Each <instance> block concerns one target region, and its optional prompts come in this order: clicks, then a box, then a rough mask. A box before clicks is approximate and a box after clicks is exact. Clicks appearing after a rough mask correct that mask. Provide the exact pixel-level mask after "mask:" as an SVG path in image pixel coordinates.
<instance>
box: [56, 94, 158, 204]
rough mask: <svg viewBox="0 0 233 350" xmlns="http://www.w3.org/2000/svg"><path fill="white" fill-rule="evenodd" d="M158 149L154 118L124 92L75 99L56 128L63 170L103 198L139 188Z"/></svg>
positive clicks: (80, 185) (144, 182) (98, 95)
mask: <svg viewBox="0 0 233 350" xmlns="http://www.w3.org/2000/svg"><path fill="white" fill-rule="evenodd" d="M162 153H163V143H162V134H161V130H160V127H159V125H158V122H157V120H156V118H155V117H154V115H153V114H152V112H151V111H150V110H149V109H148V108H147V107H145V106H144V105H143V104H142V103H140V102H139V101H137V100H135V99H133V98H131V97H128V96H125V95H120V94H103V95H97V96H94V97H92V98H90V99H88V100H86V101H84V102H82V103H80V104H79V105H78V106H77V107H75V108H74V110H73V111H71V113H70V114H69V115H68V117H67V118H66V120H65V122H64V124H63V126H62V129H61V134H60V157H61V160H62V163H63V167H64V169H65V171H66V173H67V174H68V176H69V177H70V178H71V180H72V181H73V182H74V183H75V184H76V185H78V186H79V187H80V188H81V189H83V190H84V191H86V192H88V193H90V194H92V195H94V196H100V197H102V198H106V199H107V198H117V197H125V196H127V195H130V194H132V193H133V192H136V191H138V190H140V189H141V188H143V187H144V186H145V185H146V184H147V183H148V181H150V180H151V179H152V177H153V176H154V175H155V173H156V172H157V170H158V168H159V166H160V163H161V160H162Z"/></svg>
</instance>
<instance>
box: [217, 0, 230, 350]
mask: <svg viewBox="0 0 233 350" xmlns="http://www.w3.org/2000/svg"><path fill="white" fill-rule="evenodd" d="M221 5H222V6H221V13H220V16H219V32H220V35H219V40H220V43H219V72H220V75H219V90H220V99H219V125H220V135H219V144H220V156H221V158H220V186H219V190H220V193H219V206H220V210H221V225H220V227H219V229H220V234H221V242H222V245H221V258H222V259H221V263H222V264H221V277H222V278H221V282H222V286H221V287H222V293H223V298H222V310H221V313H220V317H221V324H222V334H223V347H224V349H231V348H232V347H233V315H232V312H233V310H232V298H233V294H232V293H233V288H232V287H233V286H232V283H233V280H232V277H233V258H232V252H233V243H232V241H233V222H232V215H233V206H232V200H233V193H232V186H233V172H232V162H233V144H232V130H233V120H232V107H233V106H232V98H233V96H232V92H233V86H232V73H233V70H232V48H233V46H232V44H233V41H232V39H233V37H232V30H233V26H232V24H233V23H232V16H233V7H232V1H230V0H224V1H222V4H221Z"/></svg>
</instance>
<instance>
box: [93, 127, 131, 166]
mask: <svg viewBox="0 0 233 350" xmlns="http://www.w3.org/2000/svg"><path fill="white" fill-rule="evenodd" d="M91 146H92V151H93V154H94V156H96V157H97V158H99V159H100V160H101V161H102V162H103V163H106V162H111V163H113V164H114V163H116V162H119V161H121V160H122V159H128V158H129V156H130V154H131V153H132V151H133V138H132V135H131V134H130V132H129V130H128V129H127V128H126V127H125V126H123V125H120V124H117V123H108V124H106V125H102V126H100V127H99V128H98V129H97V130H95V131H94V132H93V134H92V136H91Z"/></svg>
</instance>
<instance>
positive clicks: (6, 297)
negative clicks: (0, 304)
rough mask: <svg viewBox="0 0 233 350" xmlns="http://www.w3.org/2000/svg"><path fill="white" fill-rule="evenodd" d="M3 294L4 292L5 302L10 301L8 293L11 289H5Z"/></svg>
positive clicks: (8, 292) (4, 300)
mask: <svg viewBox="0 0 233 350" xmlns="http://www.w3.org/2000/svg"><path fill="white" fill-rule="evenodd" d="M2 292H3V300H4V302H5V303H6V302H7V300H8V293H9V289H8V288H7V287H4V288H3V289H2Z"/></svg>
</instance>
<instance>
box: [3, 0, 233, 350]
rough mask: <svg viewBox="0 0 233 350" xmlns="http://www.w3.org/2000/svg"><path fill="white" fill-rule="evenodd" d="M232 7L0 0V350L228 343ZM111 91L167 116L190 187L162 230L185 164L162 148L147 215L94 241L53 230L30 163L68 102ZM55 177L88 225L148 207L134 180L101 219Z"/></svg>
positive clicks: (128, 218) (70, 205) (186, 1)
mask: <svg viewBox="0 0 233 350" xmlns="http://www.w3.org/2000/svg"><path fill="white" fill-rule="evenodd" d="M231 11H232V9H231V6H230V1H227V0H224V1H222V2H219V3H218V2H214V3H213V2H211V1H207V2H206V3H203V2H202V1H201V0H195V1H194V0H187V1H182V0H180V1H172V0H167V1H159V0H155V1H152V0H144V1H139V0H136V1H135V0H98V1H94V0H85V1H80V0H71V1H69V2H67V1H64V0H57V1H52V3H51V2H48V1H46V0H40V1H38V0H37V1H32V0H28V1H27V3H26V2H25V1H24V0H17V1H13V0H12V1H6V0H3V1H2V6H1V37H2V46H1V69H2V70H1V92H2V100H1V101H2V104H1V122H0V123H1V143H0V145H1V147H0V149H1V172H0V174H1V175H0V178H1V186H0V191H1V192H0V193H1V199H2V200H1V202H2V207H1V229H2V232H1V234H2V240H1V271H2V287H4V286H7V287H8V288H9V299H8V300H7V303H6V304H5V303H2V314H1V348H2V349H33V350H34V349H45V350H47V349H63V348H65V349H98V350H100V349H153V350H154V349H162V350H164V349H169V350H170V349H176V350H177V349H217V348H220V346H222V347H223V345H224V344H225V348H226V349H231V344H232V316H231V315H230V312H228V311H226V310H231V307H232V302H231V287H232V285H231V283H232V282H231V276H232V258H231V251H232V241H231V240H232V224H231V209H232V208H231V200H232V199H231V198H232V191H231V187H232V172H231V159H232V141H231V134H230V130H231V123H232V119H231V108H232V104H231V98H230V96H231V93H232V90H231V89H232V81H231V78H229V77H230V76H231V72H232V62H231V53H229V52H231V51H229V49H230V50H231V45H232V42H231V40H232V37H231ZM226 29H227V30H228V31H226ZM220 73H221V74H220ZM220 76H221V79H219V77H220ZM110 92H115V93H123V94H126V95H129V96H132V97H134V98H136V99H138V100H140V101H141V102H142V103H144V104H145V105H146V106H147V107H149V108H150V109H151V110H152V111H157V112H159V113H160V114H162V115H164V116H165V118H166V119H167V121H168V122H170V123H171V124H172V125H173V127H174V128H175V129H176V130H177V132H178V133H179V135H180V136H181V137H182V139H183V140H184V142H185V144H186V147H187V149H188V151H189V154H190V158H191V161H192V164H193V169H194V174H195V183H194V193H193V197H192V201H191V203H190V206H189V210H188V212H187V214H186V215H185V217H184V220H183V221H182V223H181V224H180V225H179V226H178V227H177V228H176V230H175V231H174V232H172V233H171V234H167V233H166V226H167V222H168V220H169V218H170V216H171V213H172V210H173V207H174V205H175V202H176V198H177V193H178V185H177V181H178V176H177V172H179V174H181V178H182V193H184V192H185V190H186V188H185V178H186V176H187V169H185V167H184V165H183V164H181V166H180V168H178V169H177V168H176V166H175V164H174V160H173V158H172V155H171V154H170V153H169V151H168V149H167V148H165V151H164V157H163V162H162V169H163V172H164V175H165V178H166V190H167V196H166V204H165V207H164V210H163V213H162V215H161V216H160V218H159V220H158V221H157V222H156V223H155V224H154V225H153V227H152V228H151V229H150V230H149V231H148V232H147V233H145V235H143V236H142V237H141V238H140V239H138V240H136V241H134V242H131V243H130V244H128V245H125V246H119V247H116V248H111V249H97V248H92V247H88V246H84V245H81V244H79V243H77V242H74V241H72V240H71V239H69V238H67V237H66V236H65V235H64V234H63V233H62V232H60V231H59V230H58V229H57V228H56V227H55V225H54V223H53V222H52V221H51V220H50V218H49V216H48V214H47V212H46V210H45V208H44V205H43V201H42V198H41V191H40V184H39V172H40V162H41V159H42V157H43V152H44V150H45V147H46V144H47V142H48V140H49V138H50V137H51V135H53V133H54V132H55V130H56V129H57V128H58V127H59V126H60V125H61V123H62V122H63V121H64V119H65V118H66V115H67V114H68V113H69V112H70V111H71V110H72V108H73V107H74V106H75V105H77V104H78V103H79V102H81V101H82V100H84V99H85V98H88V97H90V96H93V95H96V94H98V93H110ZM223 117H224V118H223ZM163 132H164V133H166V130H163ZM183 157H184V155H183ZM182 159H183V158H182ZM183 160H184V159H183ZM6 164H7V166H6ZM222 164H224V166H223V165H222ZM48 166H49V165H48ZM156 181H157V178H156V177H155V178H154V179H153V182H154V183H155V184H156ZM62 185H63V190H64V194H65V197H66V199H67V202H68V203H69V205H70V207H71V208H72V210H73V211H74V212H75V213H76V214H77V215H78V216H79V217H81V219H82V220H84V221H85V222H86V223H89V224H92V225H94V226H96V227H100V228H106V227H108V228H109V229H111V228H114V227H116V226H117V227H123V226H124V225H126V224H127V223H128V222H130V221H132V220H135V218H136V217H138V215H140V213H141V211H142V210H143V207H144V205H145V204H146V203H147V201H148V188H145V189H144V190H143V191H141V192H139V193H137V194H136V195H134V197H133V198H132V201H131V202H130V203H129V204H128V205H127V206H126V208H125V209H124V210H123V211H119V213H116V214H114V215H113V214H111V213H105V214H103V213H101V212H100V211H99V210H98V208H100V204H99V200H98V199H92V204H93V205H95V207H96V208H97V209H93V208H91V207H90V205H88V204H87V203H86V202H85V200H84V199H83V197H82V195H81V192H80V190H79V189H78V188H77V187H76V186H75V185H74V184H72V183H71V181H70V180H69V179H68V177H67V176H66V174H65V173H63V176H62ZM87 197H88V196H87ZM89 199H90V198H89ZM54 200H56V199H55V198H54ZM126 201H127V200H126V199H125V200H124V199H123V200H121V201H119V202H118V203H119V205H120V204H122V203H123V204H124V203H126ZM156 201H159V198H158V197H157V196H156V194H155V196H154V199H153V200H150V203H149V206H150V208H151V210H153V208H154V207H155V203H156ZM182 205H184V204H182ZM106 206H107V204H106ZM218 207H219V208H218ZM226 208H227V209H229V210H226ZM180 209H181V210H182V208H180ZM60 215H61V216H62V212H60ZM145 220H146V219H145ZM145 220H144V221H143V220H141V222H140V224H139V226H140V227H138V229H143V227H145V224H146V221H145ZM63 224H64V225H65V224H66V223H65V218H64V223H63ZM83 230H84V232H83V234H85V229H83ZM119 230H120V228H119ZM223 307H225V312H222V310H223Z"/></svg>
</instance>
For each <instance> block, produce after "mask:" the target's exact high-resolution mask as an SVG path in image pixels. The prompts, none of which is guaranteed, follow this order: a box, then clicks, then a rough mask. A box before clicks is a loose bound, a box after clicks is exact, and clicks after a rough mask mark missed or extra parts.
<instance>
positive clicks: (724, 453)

----------------------------------------

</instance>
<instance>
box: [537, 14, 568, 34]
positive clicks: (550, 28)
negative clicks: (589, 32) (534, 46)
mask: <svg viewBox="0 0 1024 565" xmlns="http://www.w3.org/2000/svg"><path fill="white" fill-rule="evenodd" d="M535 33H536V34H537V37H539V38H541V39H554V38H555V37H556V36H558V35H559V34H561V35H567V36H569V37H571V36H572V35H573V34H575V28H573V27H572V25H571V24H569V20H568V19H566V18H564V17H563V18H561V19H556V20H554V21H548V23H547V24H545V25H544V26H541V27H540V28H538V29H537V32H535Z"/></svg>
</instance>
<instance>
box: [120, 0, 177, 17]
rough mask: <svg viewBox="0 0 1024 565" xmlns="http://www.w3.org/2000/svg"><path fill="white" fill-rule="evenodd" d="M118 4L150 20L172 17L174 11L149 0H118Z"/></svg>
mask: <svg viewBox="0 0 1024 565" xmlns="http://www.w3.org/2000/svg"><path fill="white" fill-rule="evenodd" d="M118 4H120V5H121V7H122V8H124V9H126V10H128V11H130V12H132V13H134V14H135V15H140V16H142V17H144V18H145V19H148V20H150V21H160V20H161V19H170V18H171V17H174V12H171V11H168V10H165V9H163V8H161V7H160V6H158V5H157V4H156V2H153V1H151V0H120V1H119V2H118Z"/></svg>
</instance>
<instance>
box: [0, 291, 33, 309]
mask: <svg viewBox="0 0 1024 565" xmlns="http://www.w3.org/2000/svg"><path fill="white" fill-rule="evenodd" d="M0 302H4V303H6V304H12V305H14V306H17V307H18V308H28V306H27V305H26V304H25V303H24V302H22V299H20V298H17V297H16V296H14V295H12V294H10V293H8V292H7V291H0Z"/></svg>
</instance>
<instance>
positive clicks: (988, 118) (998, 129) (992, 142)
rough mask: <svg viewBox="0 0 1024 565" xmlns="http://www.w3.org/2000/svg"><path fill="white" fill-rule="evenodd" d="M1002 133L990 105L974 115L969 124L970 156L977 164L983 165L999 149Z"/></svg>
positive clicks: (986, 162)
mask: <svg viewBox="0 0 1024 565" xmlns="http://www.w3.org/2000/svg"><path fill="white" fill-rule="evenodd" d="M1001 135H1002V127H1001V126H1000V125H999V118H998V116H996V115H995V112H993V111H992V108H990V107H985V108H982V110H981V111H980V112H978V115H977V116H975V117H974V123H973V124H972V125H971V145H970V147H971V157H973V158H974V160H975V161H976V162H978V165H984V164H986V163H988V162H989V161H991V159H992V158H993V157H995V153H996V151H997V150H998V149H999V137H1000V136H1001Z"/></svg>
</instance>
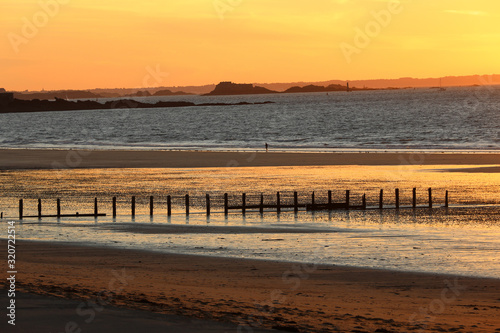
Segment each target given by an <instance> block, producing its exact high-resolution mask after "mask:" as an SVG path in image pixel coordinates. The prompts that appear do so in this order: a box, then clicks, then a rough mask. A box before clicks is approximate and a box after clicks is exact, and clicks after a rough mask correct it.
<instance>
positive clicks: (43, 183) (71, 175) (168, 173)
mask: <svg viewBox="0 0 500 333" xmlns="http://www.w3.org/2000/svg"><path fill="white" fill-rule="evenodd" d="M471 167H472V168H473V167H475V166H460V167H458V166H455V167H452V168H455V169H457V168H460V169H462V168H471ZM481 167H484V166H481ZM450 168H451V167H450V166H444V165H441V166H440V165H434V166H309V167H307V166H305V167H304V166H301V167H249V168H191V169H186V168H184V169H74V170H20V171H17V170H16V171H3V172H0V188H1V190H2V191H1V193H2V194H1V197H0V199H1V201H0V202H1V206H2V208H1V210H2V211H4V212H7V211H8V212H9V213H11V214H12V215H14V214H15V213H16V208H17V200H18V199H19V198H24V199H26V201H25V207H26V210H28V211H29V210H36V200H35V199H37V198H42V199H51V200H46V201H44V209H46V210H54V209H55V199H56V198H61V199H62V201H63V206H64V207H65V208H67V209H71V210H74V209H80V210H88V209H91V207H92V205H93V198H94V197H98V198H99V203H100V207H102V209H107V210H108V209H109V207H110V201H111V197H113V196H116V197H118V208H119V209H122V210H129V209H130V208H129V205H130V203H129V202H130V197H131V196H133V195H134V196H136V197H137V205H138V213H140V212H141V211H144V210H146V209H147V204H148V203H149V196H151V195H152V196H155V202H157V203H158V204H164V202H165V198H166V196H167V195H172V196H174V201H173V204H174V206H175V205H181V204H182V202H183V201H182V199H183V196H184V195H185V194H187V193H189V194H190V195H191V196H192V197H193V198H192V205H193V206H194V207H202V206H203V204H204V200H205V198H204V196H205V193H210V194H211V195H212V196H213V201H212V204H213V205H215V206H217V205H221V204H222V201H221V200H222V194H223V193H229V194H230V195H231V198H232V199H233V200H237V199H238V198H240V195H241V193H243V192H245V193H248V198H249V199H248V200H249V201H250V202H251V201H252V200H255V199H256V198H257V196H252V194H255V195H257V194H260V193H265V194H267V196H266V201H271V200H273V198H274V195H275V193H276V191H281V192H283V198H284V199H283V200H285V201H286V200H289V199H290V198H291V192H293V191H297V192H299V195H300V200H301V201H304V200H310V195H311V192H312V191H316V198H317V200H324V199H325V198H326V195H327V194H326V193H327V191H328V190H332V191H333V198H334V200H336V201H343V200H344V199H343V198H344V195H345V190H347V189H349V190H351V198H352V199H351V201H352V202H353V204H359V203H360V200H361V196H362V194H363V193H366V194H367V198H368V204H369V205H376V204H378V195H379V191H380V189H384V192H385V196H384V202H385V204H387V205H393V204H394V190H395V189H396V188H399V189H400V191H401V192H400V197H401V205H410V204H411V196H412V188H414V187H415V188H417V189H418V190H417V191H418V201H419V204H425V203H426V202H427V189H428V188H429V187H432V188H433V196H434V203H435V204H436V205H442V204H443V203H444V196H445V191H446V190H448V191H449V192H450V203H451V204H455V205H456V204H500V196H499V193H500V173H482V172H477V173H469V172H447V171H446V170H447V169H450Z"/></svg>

----------------------------------------

• To-do item
Lay out the data as a Markdown table with columns named Row and Line, beginning at the line containing "Each <instance> block concerns" and continuing through the line containing "positive clicks: (80, 185)". Give each line its row number and skip any blank lines.

• Final answer
| Row | Line |
|---|---|
| 1 | Each <instance> block concerns one target region, and its optional prompts come in this order: clicks, then a box, then a rough mask. A box before clicks is approximate and a box after clicks is exact. Clicks appearing after a rough mask correct that mask. Provide the exact pixel-level mask after "mask:" as an SVG path in image pixel coordinates. |
| 2 | <instance> |
| 3 | box: [56, 94, 158, 204] |
| 4 | rough mask: <svg viewBox="0 0 233 350" xmlns="http://www.w3.org/2000/svg"><path fill="white" fill-rule="evenodd" d="M158 149L154 118L124 92L75 99L56 128L63 170L103 198L139 188Z"/></svg> |
| 5 | positive clicks: (80, 185) (144, 182) (98, 95) |